- _Work instruction_
Print exactly the lines below between the line holding "written like (280,169)." and the line holding "written like (433,230).", inclusive, and nothing more.
*** Records shown Section Begins ***
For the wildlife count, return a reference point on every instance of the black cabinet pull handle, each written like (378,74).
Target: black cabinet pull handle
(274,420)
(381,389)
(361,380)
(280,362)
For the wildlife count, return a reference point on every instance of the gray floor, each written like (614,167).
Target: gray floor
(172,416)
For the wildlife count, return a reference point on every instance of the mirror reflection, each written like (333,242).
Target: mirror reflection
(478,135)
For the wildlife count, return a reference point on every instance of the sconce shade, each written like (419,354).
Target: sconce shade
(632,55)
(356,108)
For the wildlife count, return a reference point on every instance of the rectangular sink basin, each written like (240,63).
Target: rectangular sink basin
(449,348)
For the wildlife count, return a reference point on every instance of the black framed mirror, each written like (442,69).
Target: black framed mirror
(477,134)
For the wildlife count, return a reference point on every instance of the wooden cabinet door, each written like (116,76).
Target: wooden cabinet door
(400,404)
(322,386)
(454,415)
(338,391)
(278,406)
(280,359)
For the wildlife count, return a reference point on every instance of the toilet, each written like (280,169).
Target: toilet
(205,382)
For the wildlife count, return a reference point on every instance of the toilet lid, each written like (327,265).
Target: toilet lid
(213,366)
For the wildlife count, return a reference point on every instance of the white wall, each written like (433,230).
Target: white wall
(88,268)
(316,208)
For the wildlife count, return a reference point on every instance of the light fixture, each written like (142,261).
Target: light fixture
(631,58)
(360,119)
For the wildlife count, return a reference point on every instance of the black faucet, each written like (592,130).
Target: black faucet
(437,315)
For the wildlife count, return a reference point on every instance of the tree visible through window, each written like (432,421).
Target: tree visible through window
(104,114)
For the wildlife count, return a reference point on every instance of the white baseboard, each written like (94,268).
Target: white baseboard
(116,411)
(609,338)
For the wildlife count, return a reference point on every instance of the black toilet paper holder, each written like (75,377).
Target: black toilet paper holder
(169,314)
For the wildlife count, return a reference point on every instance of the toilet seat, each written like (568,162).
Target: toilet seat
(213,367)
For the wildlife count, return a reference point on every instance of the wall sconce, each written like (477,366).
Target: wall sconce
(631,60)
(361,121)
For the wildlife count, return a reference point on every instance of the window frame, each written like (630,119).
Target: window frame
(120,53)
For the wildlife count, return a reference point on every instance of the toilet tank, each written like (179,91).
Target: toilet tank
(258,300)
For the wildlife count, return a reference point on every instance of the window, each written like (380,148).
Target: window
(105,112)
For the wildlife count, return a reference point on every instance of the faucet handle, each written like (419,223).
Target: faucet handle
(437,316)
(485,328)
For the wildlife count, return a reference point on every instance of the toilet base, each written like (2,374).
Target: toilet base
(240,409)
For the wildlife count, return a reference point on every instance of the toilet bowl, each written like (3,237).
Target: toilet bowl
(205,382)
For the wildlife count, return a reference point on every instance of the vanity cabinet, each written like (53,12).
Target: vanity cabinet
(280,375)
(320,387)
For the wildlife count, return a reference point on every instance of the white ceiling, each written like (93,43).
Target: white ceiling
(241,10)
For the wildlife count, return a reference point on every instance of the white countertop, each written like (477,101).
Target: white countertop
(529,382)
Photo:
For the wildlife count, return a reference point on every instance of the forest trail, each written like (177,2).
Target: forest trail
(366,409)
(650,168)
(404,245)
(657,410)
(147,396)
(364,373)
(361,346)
*** Records shown Section Ends ***
*** Records shown Section Begins ***
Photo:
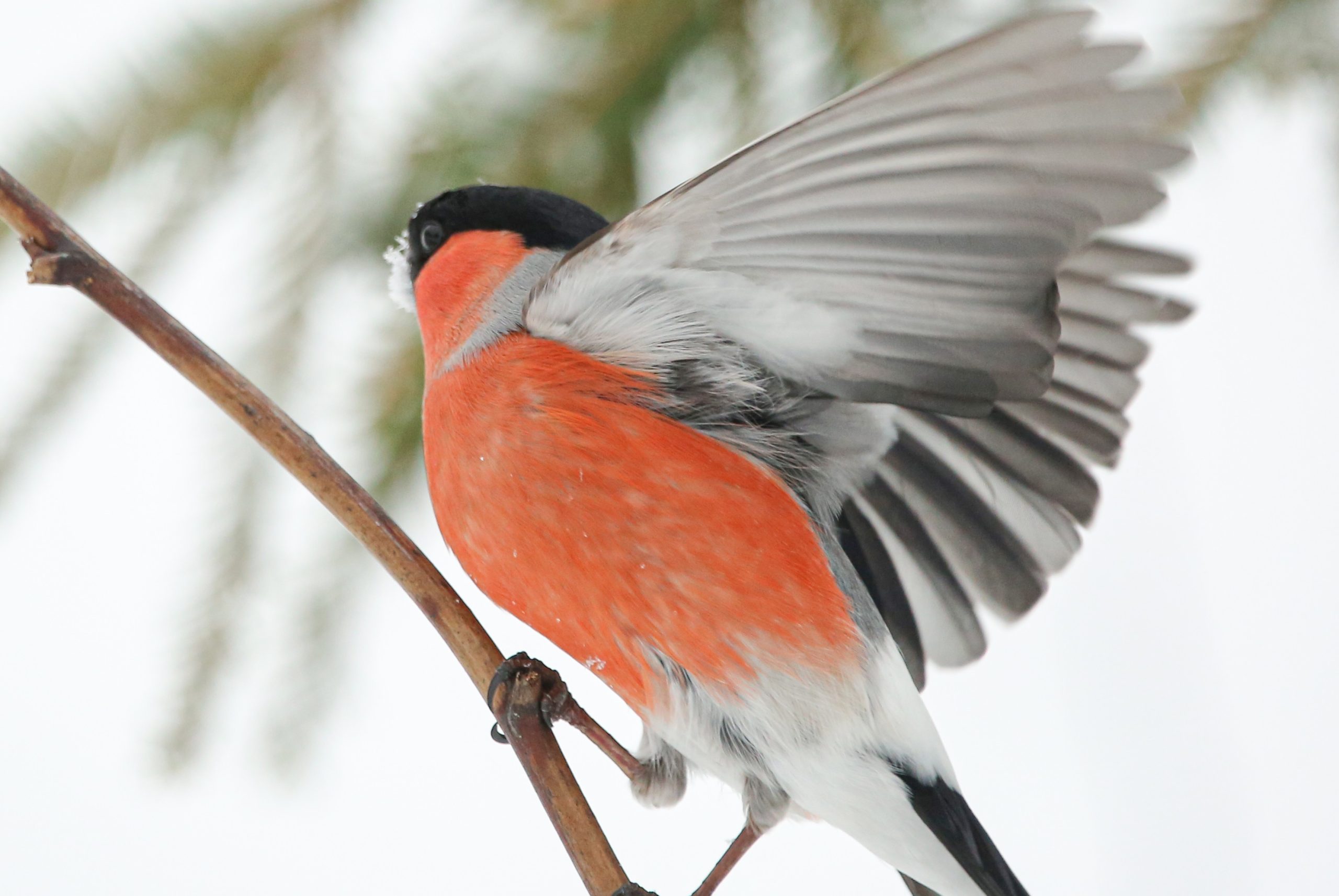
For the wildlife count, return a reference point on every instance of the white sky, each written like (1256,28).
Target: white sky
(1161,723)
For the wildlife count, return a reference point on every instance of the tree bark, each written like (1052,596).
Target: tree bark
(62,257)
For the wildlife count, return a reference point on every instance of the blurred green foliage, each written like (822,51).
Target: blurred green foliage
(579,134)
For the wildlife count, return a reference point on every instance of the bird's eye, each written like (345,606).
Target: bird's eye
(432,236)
*** Records shown Section Ends ***
- _Problem solution_
For the wildlife count, return a reference point on every instance of the toilet, each written like (280,169).
Target: toilet
(205,382)
For the wildlife count, return a reference point on every instance of the toilet lid, each written like (327,265).
Target: toilet lid
(213,366)
For the wildlife count, return a reference point on every instance of the white wall, each written like (433,230).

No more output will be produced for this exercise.